Study text:
◇ ◇ ◇

The K9YA Telegraph is a free, monthly, general interest amateur radio e-zine first published in January 2004. The journal of the Robert F. Heytow Memorial Radio Club, the K9YA Telegraph is distributed to subscribers in over 100 countries via e-mail as a PDF file. Issues comprise original articles written by authors drawn from its subscriber base. Notable among those authors was contributing editor, Rod Newkirk (SK), W9BRD/VA3ZBB, former "How's DX" columnist for QST magazine; Wayne Green (SK), W2NSD, legendary publisher of 73 and other popular electronic hobbyist magazines; and Don Keith, N4KC, best-selling and award-winning author.

The K9YA Telegraph offers the amateur radio community a no-cost publication covering a number of topics unavailable elsewhere and in providing a venue and readership to first-time writers.

◇ ◇ ◇

Data shown:
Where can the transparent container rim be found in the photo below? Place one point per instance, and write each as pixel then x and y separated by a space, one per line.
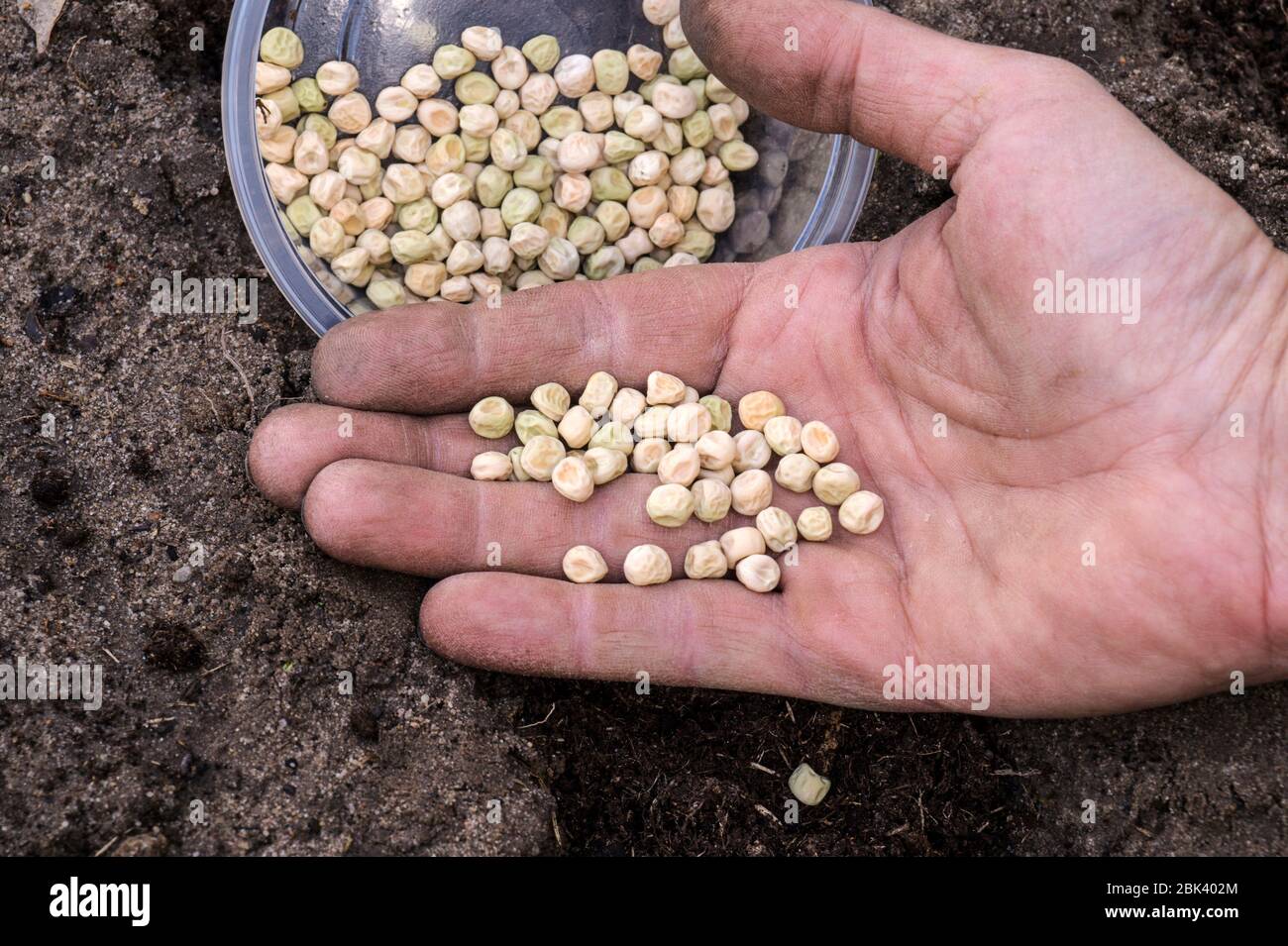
pixel 836 210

◇ ◇ ◇

Work task 1: Name every author the K9YA Telegraph text singles out as notable.
Work task 2: Reproduce the K9YA Telegraph text between "The K9YA Telegraph is a" and "to first-time writers.", inclusive, changing "e-zine" to "online magazine".
Work task 3: Shorten the paragraph of the K9YA Telegraph text that begins "The K9YA Telegraph offers" while keeping its main facts.
The data was taken from a separate source.

Answer section 1: Rod Newkirk, Wayne Green, Don Keith

Answer section 2:
The K9YA Telegraph is a free, monthly, general interest amateur radio online magazine first published in January 2004. The journal of the Robert F. Heytow Memorial Radio Club, the K9YA Telegraph is distributed to subscribers in over 100 countries via e-mail as a PDF file. Issues comprise original articles written by authors drawn from its subscriber base. Notable among those authors was contributing editor, Rod Newkirk (SK), W9BRD/VA3ZBB, former "How's DX" columnist for QST magazine; Wayne Green (SK), W2NSD, legendary publisher of 73 and other popular electronic hobbyist magazines; and Don Keith, N4KC, best-selling and award-winning author.

The K9YA Telegraph offers the amateur radio community a no-cost publication covering a number of topics unavailable elsewhere and in providing a venue and readership to first-time writers.

Answer section 3: The K9YA Telegraph gives the amateur radio community a free publication on topics not covered elsewhere, and it gives first-time writers a venue and readership.